[参考文本]:

————————

Hive 结构化日志数据统计用于解决海量结构化日志的数据统计，将结构化的数据文件映射成一张表，提供类SQL查询功能。 E

简介

用于解决海量结构化日志的数据统计，将结构化的数据文件映射成一张表，提供类SQL查询功能。

架构图

建表语法

CREATE [EXTERNAL] TABLE [IF NOT EXISTS] table_name
[(col_name data_type [COMMENT col_comment], ...)]
[COMMENT table_comment]
[PARTITION BY (col_name data_type [COMMENT col_comment], ...)]
[CLUSTERED BY (col_name, col_name, ...) 
[SORTED BY (col_name [ASC|DESC], ...)] INTO num_buckets BUCKETS]
[ROW FORMAT row_format]
[STORED AS file_format]
[LOCATION hdfs_path]

EXTERNAL 创建内部表时，Hive将数据移动到数仓指向的路径；创建外部表时，仅记录数据所在的路径。
COMMONT 为表和列添加注释
PARTITIONED BY 创建分区表
CLUSTERED BY 创建分桶表
SORTED BY
ROW FORMAT

  DELIMITED [FIELDS TERMINATED BY char] [COLLECTION ITEMS TERMINATED BY char] [MAP KEYS TERMINATED BY char] [LINES TERMINATED BY char]

STORED AS 制定存储文件类型（SEQUENCEFILE，TEXTFILE，RCFILE(列式存储文件)）
LOCATION：表在HDFS上的存储位置
LIKE 允许用户复制表结构，不复制数据

CREATE TABLE employee
(
name string,
work_place array<string>,
gender_age struct<gender:string,age:int>,
skills_score map<string,int>,
depart_title map<string, array<string>>
)
partitioned by (year int, month int)
row format delimited
fields terminted by '|'
collection items terminated by ','
map keys terminted by ':';

基本查询

count(col)

————————

[所示条目]:
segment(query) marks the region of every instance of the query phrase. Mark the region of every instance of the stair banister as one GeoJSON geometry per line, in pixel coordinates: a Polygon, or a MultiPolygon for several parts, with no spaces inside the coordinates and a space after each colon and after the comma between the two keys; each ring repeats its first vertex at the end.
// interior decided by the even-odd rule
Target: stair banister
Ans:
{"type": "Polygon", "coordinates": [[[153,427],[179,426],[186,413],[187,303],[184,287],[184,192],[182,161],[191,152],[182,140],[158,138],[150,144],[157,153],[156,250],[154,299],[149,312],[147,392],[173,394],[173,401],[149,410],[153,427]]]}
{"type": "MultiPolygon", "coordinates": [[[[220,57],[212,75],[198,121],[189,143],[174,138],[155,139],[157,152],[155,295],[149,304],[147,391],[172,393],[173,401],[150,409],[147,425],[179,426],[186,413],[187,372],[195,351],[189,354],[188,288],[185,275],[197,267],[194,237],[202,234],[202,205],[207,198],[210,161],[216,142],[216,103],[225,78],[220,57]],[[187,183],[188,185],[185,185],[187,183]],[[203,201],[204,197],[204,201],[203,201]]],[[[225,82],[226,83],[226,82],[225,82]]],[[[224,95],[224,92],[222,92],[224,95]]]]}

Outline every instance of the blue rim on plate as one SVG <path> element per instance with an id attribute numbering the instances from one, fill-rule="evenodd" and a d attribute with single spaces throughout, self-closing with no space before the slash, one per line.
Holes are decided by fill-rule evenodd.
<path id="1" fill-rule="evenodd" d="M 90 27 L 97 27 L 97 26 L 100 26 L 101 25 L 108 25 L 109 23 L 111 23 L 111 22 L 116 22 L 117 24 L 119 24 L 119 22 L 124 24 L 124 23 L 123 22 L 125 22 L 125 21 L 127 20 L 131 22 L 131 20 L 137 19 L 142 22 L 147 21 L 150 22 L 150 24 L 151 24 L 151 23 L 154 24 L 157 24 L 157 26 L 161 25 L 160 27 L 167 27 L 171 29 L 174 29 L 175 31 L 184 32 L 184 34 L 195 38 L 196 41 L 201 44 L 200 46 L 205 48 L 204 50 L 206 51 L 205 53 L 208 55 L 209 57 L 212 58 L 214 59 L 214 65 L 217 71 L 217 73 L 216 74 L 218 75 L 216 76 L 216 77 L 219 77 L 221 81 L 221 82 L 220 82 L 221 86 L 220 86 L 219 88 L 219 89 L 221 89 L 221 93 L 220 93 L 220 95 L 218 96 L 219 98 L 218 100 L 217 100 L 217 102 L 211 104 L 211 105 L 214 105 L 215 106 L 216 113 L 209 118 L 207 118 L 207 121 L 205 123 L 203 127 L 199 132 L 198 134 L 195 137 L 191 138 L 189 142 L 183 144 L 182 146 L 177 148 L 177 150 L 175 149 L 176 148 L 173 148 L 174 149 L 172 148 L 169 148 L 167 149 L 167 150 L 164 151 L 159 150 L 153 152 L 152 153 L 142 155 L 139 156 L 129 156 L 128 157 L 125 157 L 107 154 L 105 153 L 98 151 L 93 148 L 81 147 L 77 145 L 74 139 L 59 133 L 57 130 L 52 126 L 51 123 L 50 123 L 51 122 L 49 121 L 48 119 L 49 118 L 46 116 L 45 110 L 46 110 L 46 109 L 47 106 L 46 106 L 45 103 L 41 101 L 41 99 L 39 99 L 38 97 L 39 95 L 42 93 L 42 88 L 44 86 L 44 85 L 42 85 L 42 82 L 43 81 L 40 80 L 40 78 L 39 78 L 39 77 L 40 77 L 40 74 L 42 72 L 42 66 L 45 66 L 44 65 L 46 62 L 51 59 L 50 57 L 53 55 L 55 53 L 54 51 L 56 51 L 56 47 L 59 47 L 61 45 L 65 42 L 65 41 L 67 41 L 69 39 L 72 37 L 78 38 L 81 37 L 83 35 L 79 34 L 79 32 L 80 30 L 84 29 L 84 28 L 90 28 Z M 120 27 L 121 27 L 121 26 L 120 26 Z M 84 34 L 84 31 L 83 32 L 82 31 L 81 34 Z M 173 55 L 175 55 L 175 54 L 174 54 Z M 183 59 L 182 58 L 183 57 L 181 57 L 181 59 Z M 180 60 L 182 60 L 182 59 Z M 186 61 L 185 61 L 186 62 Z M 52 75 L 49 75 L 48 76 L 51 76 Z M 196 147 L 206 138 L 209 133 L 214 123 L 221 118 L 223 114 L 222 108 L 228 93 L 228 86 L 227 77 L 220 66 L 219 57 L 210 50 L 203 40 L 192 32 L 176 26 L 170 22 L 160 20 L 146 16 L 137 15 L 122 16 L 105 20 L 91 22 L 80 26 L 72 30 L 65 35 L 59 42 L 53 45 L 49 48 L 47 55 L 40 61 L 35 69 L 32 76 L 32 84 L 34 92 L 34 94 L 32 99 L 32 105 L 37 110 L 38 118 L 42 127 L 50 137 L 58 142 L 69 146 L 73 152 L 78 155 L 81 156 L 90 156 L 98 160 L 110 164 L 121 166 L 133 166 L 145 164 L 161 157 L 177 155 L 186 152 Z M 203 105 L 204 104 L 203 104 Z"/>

————————

[练习任务]:
(A) 根据关于 Hive 的文本，创建外部表时 Hive 对数据如何处理？
(B) 请接着关于 Hive 的文本的最后一行续写下去。

[任务答案]:
(A) 仅记录数据所在的路径。

(B)
max(col)
min(col)
sum(col)
avg(col)
limit 10
where col > 10 # 针对表
between/in/is null
group by col
having col > 10 # 针对分组后的表
t1 join t2 on t1.id = t2.id

排序

Order By (全局排序)，一个reducer
Sort By (分区内排序)
Distribute By (类似MR中partition，进行分区，结合sort by使用)
Cluster By (当distribute by 和sort by 字段相同时，可以使用cluster by)

分桶

分区针对的是数据的存储路径，分桶针对的是数据文件

// 创建分桶表，导入数据
create table stu_buck(id int, name string)
clustered by(id)
into 4 buckets
row format delimited fields terminated by '\t';

load dat local inpath '/optmodule/datas/student.txt' into table stu_buck;

set hive.enforce.bucketing=true;

自定义UDF、UDTF

用UDF解析公共字段，UDTF解析事件字段
自定义UDF：继承UDF，重写evaluate()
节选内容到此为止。